▶ ASSIGNED TASK 1
In the essay about killing spiders and fleas, what nickname was the writer given as the family's spider killer?
▶ ASSIGNED TASK 2
Write out the passage of the essay about killing spiders and fleas from "It appeared my" up to and including "the front yard.".

▶ PROVIDED TEXT
============

Problematic was the conscience I had recently gained when it came to extinguishing life. I know, I know, your eye roll is well-played. We are human, after all- top of the food chain and all that, a sentiment I had always readily held onto when some nasty critter found it’s way through splintered cracks and narrow crevices of my house in search of a warm place to live.
In fact, for the bulk of my adulthood, I was considered the heartless spider killer of the family. The Spider Squisher, I had been dubbed, as much because of my fabulous hot pink heel with the same nickname that had long been my tool of the trade, as because of my merciless acts of bloodshed toward their kind. I got the job done. I was a war criminal, and with no guilt whatsoever.
I spent years bravely reaching toward creepy octopedals, armed with my squisher shoe or a myriad of other objects meant to destroy a living creature that was literally doing nothing to harm me. And, I suppose after years of looking into their four eyes as I snuffed the breath from them, spiking their brains with the sharp heel of my pink shoe, or flattening their bodies between my thumb and forefinger- only a few layers of toilet paper between their innards and my skin, I finally came to see a sentient being, just trying to survive like the rest of us.
I have surprised myself with my attitude of compassion toward the crab out-of-water. I mean, screw rationality, just look at these creepy effers!
Then again, I have to be honest, that one is kind of adorable, like some misunderstood monster in a Pixar film. Okay, here’s a scarier, more disgusting one to drive my point home…
Well, shit. He’s cuter than the first one. Let’s try this again…
Forget it. We’ll consider my point all the more reiterated- I simply couldn’t kill these guys anymore.
It appeared my omnipotent power over spiders had reached borders unknown, as I literally struggled with the idea of enforcing my previous antics of controlling the outlandish population of the arachnids native to Oregon by squishing, stomping, drowning, and even vacuuming up the nasty buggers. After all, I reasoned, just because I can do something doesn’t necessarily mean I should, although there’s a cautionary perspective placed upon that auxiliary verb. None of this to say that while I had a newfound no-kill policy, I sure as shit didn’t want them hanging about either, and, going forward, I enforced the cup collect method of removal, escorting the creepy things politely to the front yard.
But fruit flies? They can fuck right off. So, I suppose my compassion is discretionary.
Truth is, I’m merely defending my nest, no matter the cost, and were I to allow those bastard fleas to live, it would certainly dis-enhance my own life, as well as those of my family and pets. So screw the bouncy little MoFos. Besides, the Ctenocephalides Felis, commonly known as the cat flea- although I prefer to think of them as Shitsticks, is one of the most abundant and widespread species of flea on earth – of which there are thousands. And, here I am, helping out with population control once again, doing my part to balance wiping the assholes out entirely, and keeping their sub-species from extinction – although I’m not sure why the latter is even a consideration.
So, when it comes down to it, I’m doing my duty as a citizen of planet earth as I poison and infect the vile parasites that feed off of the blood of those I love. And as I call the exterminator to finish the job I’ve been tirelessly working at for the last week and then some, I’m raising my arm in triumph! You are defeated! Die, Fleas, Die!!!
Annnnnd, wouldn’t ya know it; a fucking flea just landed on my arm.

============

▶ DATASET EXTRACT
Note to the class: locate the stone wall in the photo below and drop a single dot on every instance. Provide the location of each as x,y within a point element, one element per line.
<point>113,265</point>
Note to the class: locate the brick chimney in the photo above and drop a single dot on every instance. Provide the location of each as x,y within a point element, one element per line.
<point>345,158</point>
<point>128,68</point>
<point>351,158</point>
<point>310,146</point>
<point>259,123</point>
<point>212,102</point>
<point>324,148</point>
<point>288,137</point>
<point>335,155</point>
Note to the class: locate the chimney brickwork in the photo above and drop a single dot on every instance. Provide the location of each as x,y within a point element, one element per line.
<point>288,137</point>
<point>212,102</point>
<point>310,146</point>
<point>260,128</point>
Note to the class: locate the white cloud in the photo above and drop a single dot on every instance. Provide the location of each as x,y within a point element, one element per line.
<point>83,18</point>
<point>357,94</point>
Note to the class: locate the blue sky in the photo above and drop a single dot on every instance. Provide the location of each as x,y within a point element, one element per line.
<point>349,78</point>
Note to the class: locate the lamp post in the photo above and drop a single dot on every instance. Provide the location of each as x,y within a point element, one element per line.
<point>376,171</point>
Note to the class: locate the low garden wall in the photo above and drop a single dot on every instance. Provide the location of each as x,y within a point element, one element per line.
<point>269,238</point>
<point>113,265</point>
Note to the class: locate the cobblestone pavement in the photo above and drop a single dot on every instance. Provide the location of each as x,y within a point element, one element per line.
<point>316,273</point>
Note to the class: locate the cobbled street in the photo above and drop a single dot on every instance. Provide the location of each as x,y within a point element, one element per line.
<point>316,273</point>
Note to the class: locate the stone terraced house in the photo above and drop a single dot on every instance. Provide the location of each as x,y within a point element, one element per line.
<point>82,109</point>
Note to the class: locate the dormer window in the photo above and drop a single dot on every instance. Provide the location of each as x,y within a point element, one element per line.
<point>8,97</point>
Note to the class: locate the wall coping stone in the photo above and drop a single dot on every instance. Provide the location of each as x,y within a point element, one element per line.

============

▶ ANSWER SPACE 1
The Spider Squisher.

▶ ANSWER SPACE 2
It appeared my omnipotent power over spiders had reached borders unknown, as I literally struggled with the idea of enforcing my previous antics of controlling the outlandish population of the arachnids native to Oregon by squishing, stomping, drowning, and even vacuuming up the nasty buggers. After all, I reasoned, just because I can do something doesn’t necessarily mean I should, although there’s a cautionary perspective placed upon that auxiliary verb. None of this to say that while I had a newfound no-kill policy, I sure as shit didn’t want them hanging about either, and, going forward, I enforced the cup collect method of removal, escorting the creepy things politely to the front yard.